## MATERIAL SHOWN

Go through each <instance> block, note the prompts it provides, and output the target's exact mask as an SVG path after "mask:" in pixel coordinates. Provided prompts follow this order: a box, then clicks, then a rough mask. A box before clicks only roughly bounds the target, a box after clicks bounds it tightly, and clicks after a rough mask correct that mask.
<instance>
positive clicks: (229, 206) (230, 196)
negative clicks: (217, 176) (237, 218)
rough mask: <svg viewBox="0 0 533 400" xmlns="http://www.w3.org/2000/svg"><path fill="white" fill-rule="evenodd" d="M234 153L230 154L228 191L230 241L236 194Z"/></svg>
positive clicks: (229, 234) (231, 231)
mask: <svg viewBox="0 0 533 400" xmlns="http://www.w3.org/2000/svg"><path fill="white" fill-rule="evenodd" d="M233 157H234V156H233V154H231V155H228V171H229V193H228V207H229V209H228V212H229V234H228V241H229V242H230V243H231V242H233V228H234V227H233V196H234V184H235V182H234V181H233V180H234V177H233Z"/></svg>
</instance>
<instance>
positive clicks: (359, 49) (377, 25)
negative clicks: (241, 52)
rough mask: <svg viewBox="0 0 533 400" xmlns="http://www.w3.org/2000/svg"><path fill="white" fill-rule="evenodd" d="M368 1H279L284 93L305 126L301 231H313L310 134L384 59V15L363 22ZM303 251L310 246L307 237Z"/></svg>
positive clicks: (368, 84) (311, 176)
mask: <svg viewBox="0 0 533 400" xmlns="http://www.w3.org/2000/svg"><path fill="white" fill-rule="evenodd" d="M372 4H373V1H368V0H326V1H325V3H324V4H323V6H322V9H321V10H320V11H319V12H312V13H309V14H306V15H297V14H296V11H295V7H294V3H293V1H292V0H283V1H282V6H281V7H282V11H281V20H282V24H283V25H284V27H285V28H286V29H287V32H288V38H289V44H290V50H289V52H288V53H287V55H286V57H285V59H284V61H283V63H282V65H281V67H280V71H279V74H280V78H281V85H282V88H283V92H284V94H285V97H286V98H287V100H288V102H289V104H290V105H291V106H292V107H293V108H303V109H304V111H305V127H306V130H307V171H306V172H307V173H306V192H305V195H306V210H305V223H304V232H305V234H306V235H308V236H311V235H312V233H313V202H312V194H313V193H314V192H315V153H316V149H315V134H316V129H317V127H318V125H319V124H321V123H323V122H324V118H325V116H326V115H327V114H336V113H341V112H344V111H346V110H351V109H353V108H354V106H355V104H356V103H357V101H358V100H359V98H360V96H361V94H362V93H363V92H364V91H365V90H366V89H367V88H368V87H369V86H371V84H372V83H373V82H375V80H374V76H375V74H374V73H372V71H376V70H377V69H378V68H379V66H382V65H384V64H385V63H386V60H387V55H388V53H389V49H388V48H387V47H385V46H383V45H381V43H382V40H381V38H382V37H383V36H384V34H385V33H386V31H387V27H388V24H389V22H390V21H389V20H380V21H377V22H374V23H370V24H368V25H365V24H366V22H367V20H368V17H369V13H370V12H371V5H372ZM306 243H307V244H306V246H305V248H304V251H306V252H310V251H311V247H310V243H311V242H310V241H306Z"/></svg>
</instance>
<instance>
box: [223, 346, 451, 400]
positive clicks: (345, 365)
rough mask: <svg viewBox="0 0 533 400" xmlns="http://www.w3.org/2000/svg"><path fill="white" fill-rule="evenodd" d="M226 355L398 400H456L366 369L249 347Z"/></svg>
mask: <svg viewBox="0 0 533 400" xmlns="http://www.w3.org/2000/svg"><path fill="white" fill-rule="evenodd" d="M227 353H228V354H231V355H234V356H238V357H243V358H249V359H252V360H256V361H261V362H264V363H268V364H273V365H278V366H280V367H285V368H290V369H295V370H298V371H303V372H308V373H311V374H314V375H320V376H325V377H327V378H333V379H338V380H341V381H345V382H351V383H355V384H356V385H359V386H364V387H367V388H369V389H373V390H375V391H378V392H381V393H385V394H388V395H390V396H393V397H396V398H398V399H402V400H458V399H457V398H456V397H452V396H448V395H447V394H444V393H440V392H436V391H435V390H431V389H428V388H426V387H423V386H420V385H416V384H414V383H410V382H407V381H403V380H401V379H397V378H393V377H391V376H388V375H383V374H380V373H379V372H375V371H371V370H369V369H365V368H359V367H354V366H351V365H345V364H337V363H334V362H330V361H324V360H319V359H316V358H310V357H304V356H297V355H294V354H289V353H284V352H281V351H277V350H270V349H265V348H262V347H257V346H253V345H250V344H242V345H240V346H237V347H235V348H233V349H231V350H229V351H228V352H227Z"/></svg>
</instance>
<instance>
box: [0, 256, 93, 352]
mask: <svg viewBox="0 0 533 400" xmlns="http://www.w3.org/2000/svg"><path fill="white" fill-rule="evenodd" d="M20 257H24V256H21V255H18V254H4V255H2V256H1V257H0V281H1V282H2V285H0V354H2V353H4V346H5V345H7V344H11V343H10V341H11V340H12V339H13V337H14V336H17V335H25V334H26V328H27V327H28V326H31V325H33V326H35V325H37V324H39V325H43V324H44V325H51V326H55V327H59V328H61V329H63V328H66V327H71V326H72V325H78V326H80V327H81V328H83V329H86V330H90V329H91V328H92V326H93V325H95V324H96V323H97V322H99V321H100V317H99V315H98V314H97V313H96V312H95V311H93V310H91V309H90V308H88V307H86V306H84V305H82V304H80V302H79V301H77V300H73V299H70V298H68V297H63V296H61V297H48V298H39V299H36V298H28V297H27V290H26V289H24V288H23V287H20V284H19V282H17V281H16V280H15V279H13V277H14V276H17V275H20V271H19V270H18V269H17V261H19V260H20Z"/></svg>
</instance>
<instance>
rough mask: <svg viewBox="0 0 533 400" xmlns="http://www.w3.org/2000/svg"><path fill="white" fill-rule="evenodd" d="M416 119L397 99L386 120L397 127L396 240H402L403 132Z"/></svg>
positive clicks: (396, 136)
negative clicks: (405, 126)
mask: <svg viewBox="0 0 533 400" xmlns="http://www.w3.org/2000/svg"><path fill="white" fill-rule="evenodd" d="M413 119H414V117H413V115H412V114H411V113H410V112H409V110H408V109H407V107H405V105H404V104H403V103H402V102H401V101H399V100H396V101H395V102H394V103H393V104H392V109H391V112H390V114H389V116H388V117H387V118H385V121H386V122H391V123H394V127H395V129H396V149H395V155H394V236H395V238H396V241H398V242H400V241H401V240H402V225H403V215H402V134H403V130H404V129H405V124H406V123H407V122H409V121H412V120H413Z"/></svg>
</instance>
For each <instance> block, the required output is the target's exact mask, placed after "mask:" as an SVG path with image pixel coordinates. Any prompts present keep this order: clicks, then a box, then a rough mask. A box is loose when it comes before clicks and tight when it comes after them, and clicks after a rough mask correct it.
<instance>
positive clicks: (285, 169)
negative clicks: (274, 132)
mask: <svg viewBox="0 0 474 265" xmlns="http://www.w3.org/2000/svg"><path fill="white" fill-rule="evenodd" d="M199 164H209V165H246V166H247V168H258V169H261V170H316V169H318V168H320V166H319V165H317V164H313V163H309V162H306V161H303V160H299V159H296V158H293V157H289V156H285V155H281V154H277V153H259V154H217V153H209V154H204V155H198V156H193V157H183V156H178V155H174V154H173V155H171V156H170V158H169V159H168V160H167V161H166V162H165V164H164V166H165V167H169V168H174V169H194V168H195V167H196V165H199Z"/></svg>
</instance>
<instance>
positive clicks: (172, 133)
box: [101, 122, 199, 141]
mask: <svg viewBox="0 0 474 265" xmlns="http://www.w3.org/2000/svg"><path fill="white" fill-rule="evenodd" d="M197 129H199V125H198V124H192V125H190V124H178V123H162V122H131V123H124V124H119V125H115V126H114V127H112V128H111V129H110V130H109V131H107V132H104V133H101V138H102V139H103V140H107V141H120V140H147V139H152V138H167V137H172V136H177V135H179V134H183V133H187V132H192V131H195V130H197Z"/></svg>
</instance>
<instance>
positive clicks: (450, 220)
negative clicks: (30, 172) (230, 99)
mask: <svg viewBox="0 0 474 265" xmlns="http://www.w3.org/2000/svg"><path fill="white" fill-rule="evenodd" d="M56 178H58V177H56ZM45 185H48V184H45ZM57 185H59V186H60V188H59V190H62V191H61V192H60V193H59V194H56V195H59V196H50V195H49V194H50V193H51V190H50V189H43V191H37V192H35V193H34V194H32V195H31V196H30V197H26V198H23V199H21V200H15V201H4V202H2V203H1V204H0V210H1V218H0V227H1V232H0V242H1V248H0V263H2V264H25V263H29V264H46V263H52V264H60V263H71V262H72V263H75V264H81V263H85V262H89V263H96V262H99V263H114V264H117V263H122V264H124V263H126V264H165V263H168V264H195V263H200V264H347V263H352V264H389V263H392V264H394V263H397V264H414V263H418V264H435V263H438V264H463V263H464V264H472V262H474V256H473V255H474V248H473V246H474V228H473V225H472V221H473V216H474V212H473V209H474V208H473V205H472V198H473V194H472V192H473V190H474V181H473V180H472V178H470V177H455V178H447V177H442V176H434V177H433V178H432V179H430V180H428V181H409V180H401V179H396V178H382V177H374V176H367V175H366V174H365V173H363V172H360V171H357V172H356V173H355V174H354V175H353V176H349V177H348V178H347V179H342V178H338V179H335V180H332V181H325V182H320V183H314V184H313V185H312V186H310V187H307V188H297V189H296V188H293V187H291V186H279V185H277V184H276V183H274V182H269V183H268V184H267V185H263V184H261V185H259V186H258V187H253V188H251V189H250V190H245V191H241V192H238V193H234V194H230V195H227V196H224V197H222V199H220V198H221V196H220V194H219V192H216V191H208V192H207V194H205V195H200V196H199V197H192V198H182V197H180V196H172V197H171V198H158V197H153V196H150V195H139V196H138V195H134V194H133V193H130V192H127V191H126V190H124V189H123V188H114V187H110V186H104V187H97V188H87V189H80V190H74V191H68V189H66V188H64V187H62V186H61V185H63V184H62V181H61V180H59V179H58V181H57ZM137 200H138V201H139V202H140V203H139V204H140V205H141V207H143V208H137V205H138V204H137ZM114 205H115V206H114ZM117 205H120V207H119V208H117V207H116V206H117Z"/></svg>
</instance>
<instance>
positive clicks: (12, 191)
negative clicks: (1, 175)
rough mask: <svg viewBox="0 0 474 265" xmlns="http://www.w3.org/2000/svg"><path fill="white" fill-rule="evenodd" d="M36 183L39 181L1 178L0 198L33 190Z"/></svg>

## WORK ORDER
Identify each line in the rows above that contains the word "pixel", and copy every such line in full.

## YOUR SOLUTION
Go through each <instance> block, note the prompts it provides, and output the target's exact mask as an SVG path after "mask:" in pixel coordinates. Provided prompts follow this order: a box, then clicks, then a rough mask. A box before clicks only roughly bounds the target, a box after clicks bounds it tightly, and clicks after a rough mask correct that mask.
For each <instance> block, the required output is the target's exact mask, placed after "mask:" as an SVG path with image pixel coordinates. Any prompts present keep this order: clicks, then a box, then a rough mask. A box is loose when it comes before clicks and tight when it comes after them, and clicks after a rough mask correct it.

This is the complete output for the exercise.